## The task:
Only the lines from the one containing "Where can the green grass" through the end of the records should be retyped, exactly and including both ends; pictures stay out.

## Input material:
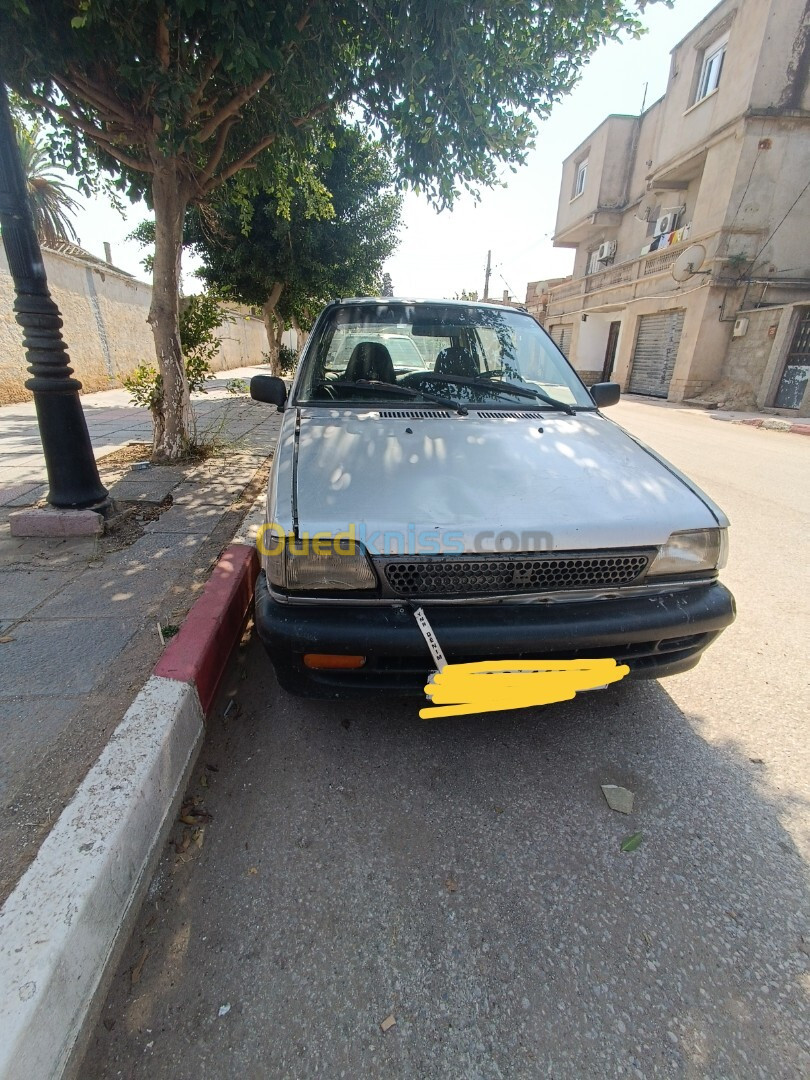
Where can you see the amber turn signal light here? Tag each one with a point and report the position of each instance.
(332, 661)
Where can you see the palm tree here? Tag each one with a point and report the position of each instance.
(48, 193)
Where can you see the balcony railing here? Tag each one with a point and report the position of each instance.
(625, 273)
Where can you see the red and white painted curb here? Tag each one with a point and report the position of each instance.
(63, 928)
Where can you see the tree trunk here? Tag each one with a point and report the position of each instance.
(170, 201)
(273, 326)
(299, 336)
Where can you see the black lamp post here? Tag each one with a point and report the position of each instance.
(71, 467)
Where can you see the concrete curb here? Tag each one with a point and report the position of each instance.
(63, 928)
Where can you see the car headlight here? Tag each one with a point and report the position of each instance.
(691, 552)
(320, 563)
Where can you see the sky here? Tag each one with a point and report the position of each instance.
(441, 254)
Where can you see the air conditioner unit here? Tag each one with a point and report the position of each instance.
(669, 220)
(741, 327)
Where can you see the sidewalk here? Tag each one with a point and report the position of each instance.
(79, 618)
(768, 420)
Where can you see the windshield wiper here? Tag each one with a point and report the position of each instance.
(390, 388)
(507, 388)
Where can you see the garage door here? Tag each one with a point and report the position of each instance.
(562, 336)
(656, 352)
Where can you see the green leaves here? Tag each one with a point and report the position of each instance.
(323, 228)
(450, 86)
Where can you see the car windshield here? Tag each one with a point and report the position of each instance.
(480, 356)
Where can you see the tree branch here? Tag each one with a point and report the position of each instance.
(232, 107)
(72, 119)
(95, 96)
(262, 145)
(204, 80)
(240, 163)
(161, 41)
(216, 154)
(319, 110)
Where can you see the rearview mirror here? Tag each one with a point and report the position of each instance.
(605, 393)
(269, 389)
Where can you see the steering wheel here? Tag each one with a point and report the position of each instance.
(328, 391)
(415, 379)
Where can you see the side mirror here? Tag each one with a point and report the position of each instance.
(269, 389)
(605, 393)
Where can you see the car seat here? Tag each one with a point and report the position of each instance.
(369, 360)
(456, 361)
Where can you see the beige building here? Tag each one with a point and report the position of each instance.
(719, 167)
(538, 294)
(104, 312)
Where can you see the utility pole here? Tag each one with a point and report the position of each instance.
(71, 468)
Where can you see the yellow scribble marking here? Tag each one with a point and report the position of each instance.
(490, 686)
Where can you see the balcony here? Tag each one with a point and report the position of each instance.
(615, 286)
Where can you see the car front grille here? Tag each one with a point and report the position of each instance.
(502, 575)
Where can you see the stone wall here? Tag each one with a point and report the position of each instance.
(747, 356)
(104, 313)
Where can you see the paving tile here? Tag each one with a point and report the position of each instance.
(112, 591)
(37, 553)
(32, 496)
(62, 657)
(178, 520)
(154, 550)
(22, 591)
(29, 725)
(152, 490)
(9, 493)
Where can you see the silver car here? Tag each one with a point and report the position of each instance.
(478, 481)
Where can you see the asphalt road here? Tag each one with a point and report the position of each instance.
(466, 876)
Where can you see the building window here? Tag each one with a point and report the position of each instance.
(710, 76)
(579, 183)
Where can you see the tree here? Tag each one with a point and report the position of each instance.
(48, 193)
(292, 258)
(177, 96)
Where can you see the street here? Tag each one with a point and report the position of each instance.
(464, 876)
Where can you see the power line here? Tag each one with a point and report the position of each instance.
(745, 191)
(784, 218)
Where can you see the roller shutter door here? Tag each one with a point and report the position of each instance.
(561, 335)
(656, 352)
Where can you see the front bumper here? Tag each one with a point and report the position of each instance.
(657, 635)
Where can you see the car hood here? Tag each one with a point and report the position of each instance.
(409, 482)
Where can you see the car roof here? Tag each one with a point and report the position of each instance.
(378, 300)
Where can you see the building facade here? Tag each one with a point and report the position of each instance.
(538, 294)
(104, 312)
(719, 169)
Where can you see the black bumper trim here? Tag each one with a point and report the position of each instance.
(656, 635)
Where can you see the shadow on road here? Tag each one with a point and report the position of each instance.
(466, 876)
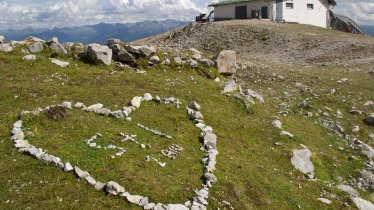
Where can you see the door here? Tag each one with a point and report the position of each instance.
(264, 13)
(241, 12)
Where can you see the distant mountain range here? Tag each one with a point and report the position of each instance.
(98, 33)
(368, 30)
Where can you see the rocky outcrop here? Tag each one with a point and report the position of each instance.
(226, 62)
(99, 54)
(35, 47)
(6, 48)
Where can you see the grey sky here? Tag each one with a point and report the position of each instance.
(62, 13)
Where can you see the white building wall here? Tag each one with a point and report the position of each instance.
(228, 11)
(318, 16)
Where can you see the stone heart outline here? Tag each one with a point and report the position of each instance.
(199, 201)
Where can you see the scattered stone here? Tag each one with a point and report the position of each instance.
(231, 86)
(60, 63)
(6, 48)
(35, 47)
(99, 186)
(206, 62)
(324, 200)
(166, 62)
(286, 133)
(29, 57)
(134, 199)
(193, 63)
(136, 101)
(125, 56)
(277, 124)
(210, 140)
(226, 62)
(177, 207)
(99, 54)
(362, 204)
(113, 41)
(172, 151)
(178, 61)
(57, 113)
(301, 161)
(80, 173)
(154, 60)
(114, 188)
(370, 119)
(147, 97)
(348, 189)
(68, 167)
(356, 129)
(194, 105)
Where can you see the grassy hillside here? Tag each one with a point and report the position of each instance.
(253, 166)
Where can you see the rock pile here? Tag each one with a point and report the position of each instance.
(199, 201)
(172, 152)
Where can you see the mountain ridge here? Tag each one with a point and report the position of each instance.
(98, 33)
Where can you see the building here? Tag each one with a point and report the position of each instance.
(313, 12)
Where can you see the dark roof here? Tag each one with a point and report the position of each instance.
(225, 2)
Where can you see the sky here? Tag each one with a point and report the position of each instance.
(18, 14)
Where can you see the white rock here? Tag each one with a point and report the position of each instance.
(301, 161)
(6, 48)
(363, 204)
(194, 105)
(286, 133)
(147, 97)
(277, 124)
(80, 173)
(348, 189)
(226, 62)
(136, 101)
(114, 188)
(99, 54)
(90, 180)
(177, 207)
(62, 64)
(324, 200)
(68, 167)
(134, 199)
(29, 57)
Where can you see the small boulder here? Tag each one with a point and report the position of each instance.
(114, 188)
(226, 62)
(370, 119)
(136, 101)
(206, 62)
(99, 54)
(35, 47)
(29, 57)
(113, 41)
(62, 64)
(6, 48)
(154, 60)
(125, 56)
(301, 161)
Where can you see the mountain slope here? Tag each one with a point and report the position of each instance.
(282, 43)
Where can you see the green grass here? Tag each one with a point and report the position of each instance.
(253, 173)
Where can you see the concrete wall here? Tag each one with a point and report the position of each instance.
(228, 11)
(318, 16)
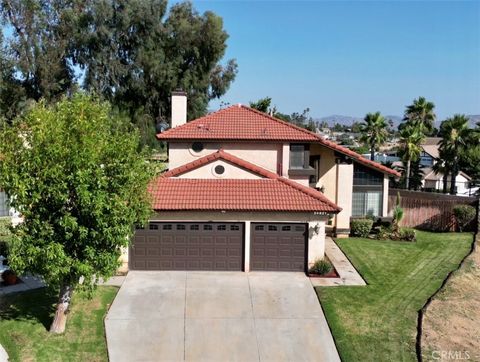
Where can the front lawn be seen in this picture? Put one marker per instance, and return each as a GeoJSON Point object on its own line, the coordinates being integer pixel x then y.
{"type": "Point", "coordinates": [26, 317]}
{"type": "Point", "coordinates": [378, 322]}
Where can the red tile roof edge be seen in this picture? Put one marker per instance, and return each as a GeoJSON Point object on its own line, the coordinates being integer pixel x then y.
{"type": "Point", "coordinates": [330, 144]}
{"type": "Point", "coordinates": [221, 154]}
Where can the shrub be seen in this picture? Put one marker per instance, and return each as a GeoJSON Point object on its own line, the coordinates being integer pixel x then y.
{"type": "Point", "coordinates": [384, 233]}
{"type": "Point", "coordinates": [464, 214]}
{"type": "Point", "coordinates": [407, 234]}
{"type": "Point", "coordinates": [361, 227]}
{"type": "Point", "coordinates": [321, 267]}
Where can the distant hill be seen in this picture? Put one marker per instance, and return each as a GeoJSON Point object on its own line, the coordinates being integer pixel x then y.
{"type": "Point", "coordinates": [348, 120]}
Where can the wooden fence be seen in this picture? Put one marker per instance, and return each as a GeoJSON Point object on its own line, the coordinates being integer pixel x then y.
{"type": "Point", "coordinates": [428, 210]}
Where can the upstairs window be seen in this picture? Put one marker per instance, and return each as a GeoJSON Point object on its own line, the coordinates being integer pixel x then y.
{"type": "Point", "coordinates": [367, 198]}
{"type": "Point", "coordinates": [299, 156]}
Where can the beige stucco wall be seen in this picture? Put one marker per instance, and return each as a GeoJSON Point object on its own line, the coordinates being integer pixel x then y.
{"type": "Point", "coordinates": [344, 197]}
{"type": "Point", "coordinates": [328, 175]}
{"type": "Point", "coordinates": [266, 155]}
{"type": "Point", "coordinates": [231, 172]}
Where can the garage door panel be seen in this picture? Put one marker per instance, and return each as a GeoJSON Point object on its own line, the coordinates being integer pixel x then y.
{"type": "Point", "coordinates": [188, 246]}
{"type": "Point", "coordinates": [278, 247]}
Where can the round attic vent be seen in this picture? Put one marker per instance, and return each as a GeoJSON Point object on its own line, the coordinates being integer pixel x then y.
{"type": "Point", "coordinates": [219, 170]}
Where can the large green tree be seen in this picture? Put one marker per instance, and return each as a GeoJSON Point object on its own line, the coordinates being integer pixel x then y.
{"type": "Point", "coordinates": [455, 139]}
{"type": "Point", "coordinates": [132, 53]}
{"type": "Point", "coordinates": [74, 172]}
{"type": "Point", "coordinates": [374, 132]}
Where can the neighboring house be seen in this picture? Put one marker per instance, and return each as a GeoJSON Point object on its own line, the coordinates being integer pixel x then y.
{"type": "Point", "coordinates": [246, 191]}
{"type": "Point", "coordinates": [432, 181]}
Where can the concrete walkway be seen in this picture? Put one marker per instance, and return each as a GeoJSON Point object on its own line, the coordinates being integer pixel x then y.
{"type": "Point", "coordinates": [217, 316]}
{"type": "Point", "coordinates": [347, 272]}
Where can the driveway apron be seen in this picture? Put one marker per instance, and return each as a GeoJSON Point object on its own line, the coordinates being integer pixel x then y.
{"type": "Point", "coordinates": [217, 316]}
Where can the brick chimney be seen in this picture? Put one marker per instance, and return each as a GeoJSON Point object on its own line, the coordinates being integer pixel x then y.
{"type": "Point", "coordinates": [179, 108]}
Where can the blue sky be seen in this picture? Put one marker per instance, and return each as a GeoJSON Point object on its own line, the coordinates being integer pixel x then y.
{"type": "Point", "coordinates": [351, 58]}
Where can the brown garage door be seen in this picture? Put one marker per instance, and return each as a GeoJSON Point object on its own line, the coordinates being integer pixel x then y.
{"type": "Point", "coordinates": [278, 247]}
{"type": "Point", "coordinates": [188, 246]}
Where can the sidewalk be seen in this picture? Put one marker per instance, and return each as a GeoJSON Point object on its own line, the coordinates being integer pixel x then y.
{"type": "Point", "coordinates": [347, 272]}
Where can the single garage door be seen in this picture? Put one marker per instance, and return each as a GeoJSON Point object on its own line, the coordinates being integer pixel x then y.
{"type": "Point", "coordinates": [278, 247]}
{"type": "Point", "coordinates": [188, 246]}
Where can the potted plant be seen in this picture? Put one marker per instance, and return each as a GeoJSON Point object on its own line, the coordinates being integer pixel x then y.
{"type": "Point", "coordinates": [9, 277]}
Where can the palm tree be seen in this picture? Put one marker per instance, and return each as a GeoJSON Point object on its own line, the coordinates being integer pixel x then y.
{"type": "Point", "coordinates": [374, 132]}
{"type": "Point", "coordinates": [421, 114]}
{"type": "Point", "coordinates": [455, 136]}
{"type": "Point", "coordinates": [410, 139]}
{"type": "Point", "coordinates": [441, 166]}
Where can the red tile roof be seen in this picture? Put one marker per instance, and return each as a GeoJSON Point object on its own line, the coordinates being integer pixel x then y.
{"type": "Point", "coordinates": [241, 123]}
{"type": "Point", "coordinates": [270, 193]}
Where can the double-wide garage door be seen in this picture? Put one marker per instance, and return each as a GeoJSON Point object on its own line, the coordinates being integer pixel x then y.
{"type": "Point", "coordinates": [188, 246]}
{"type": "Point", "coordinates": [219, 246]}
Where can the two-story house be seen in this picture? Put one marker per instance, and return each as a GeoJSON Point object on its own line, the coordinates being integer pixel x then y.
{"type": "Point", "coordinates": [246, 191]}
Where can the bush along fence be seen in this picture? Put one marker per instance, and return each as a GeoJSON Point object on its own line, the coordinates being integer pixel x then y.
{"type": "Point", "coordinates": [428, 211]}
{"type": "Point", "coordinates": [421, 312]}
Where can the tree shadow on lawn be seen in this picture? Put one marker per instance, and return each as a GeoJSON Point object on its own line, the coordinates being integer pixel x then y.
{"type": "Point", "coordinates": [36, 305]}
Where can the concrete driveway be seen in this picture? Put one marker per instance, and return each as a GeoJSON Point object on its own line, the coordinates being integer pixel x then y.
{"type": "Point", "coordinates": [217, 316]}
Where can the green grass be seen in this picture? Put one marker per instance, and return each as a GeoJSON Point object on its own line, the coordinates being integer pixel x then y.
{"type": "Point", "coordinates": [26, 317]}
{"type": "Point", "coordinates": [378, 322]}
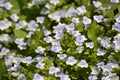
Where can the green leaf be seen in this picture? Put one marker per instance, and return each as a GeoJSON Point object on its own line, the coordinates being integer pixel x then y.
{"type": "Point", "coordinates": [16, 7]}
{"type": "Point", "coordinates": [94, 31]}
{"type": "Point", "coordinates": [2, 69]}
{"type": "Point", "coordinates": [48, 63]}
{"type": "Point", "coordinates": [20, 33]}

## Written solution:
Where can the green grass be seen in this picture? Put one marker per instance, and return each as a GeoJSON Point object on its own line, the coordinates being integer pixel x then y.
{"type": "Point", "coordinates": [26, 317]}
{"type": "Point", "coordinates": [378, 322]}
Where can the green leaf be seen in this picture? Put one marker per instance, and return each as a GeoJSON Point object on its own line, the coordinates being integer pixel x then y.
{"type": "Point", "coordinates": [16, 7]}
{"type": "Point", "coordinates": [94, 31]}
{"type": "Point", "coordinates": [2, 69]}
{"type": "Point", "coordinates": [48, 63]}
{"type": "Point", "coordinates": [20, 33]}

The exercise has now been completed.